PyGCL: Graph Contrastive Learning Library for PyTorch

GCL: Graph Contrastive Learning Library for PyTorch

Last update: Jan 8, 2023

Related tags

Overview

PyGCL: Graph Contrastive Learning for PyTorch

PyGCL is an open-source library for graph contrastive learning (GCL), which features modularized GCL components from published papers, standardized evaluation, and experiment management.

Prerequisites

PyGCL needs the following packages to be installed beforehand:

Python 3.8+
PyTorch 1.7+
PyTorch-Geometric 1.7
DGL 0.5+
Scikit-learn 0.24+

Getting Started

Take a look at various examples located at the root directory. For example, try the following command to train a simple GCN for node classification on the WikiCS dataset using the local-local contrasting mode:

python train_node_l2l.py --dataset WikiCS --param_path params/GRACE/[email protected] --base_model GCNConv

For detailed parameter settings, please refer to [email protected]. These examples are mainly for reproducing experiments in our benchmarking study. You can find more details regarding general practices of graph contrastive learning in the paper.

Pointing dataset records
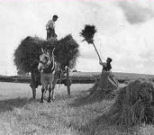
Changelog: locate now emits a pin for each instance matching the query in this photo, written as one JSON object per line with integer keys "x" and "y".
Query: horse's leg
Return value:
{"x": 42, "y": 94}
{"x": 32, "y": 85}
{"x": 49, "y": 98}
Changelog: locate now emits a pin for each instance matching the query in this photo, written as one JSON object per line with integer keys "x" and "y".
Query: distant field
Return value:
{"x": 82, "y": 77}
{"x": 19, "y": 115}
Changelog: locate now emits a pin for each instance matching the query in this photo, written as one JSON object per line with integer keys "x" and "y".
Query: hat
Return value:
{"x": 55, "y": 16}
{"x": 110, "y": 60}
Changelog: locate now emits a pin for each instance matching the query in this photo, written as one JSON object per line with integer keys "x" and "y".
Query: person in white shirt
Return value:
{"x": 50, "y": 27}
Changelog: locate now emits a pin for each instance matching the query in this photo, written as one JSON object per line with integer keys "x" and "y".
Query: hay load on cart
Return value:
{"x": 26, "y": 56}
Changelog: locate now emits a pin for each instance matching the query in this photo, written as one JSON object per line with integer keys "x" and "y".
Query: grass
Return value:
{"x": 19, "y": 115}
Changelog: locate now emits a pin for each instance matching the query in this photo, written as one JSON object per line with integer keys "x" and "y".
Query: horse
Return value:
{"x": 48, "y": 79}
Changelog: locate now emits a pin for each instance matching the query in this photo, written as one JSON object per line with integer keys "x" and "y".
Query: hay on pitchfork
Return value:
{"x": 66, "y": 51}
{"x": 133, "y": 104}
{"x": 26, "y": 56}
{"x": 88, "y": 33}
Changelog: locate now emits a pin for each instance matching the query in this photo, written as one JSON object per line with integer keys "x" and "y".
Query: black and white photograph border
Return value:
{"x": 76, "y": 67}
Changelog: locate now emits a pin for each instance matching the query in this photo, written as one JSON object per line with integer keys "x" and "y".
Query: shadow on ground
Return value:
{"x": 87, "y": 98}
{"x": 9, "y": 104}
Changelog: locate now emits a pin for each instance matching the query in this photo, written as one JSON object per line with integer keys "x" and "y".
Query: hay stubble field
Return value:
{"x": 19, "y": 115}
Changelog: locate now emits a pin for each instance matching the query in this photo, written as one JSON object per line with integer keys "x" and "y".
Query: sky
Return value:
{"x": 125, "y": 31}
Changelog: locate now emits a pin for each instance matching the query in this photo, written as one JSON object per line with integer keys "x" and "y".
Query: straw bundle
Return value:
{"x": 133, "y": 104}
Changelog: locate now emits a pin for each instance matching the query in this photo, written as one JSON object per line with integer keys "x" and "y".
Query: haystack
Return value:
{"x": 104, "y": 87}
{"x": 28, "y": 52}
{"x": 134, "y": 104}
...
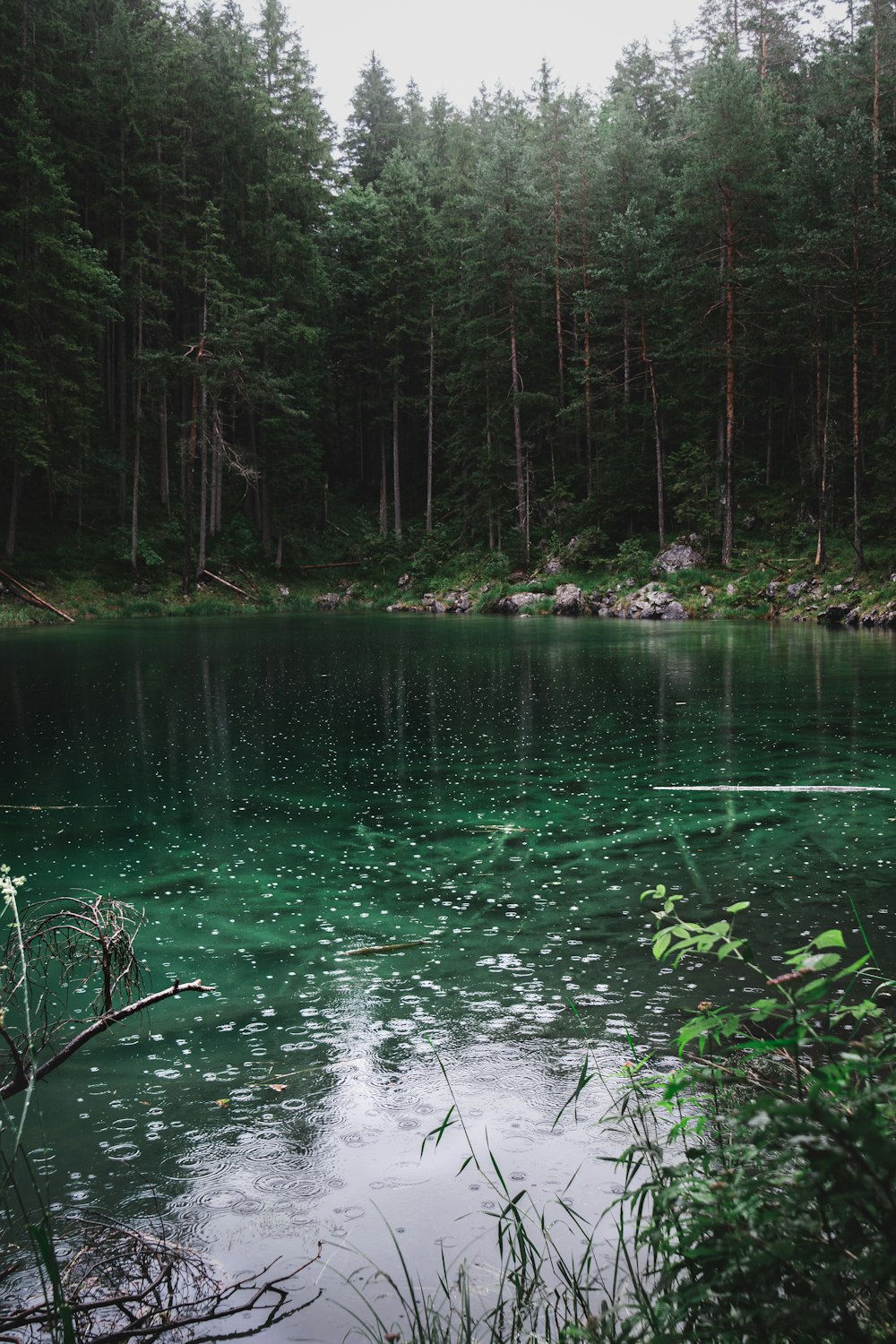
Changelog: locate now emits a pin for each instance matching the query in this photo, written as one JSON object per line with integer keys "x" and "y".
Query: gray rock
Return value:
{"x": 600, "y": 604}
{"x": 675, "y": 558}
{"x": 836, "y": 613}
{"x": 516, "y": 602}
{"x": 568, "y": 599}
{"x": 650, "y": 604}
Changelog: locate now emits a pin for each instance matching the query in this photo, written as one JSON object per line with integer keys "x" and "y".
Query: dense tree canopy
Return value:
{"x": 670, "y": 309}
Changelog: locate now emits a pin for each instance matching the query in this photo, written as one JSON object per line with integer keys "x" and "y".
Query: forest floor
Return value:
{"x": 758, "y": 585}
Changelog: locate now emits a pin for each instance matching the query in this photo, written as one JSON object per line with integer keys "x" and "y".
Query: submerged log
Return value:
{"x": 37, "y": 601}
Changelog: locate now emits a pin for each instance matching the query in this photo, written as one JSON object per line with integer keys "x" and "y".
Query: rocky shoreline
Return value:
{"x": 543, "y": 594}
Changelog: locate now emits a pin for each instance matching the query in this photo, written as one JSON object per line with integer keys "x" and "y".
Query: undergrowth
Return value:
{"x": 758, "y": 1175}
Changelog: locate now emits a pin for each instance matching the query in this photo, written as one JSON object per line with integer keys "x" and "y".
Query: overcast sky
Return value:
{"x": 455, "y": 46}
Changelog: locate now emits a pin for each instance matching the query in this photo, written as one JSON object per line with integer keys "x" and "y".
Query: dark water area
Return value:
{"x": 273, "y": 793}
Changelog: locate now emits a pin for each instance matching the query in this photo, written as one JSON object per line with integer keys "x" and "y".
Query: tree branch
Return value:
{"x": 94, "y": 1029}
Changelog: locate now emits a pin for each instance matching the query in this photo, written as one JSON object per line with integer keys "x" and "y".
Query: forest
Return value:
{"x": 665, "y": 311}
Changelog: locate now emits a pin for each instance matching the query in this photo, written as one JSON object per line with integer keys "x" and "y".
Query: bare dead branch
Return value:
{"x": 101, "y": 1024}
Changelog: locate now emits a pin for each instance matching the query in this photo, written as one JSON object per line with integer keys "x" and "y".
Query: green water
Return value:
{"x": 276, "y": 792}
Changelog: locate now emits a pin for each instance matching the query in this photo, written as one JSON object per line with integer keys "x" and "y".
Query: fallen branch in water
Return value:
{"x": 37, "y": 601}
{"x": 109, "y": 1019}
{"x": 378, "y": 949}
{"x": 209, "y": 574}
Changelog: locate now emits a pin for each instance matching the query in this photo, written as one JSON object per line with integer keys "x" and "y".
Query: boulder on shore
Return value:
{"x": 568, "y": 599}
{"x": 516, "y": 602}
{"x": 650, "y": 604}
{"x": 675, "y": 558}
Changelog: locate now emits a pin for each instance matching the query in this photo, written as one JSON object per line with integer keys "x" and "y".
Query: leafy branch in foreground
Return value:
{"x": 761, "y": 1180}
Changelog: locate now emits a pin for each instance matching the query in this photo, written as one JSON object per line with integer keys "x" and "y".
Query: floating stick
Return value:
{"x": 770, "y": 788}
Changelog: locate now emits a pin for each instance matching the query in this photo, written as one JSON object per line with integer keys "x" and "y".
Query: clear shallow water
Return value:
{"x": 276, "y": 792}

__EXERCISE INSTRUCTIONS__
[1] Answer these about the PyGCL page:
(a) What Python version does PyGCL require?
(b) Which dataset does the example training command use?
(c) What contrasting mode does that example use?
[2] Please write out the PyGCL page from "Related tags" to "and experiment management.", swapping "open-source" for "freely available".
[3] Pick up the PyGCL library page after its last sentence and keep writing.

__RESPONSES BY TASK__
[1]
(a) Python 3.8+
(b) WikiCS
(c) The local-local contrasting mode

[2]
Related tags

Overview

PyGCL: Graph Contrastive Learning for PyTorch

PyGCL is an freely available library for graph contrastive learning (GCL), which features modularized GCL components from published papers, standardized evaluation, and experiment management.

[3]
Usage

Package Overview

Our PyGCL implements four main components of graph contrastive learning algorithms:

graph augmentation: transforms input graphs into congruent graph views.
contrasting modes: specifies positive and negative pairs.
contrastive objectives: computes the likelihood score for positive and negative pairs.
negative mining strategies: improves the negative sample set by considering the relative similarity (the hardness) of negative sample.

We also implement utilities for loading datasets, training models, and running experiments.

Building Your Own GCL Algorithms

Besides try the above examples for node and graph classification tasks, you can also build your own graph contrastive learning algorithms straightforwardly.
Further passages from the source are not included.